─── PASSAGE GIVEN

Re: [PATCH v2] clone: report duplicate entries on case-insensitive filesystems

Jeff King <peff@xxxxxxxx> · Thu, 9 Aug 2018 17:44:30 -0400

On Thu, Aug 09, 2018 at 02:40:58PM -0700, Elijah Newren wrote:

> > I worry that the false positives make this a non-starter.  I mean, if
> > clone creates files 'A' and 'B' (both equal) and then tries to create
> > 'b', would the collision code reports that 'b' collided with 'A' because
> > that was the first OID match?  Ideally with this scheme we'd have to
> > search the entire index prior to 'b' and then report that 'b' collided
> > with either 'A' or 'B'.  Neither message instills confidence.  And
> > there's no way to prefer answer 'B' over 'A' without using knowledge
> > of the FS name mangling/aliasing rules -- unless we want to just assume
> > ignore-case for this iteration.
> 
> A possibly crazy idea: Don't bother reporting the other filename; just
> report the OID instead.
> 
> "Error: Foo.txt cannot be checked out because another file with hash
> <whatever> is in the way."  Maybe even add a hint for the user: "Run
> `git ls-files -s` to see see all files and their hash".

──────
─── COLLECTED MATERIAL

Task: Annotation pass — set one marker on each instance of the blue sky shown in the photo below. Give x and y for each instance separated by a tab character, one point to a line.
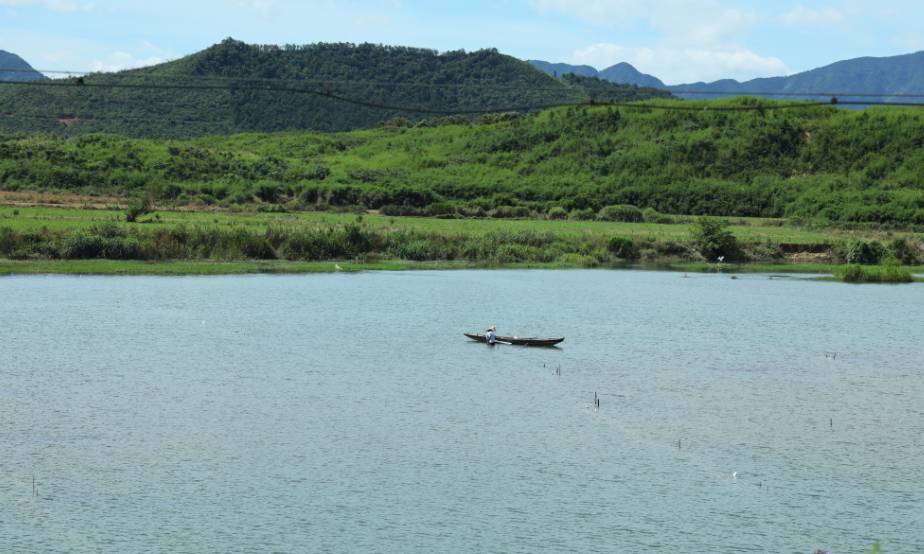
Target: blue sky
677	41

──────

» REQUIREMENTS
A – Reproduce the portion of the mailing-list reply on the clone patch that lies between "On Thu, Aug" and "for this iteration.", inclusive.
B – Write the next part of the mailing-list reply about reporting duplicate entries during clone, beginning right after its final line.

» PER-TASK ANSWERS
A –
On Thu, Aug 09, 2018 at 02:40:58PM -0700, Elijah Newren wrote:

> > I worry that the false positives make this a non-starter.  I mean, if
> > clone creates files 'A' and 'B' (both equal) and then tries to create
> > 'b', would the collision code reports that 'b' collided with 'A' because
> > that was the first OID match?  Ideally with this scheme we'd have to
> > search the entire index prior to 'b' and then report that 'b' collided
> > with either 'A' or 'B'.  Neither message instills confidence.  And
> > there's no way to prefer answer 'B' over 'A' without using knowledge
> > of the FS name mangling/aliasing rules -- unless we want to just assume
> > ignore-case for this iteration.

B –
> 
> Whatever the exact wording for the error message, just create a nice
> post on stackoverflow.com explaining the various weird filesystems out
> there (VFAT, NTFS, HFS, APFS, etc) and how they cause differing
> filenames to be written to the same location.  Have a bunch of folks
> vote it up so it has some nice search-engine juice.

Actually, I kind of like the simplicity of that. It puts the human brain
in the loop.

> The error message isn't quite as good, but does the user really need
> all the names of the file?  If so, we gave them enough information to
> figure it out, and this is a really unusual case anyway, right?
> Besides, now we're back to linear performance....

Well, it's still quadratic when they run O(n) iterations of "git
ls-files -s | grep $colliding_oid". You've just pushed the second linear
search onto the user. ;)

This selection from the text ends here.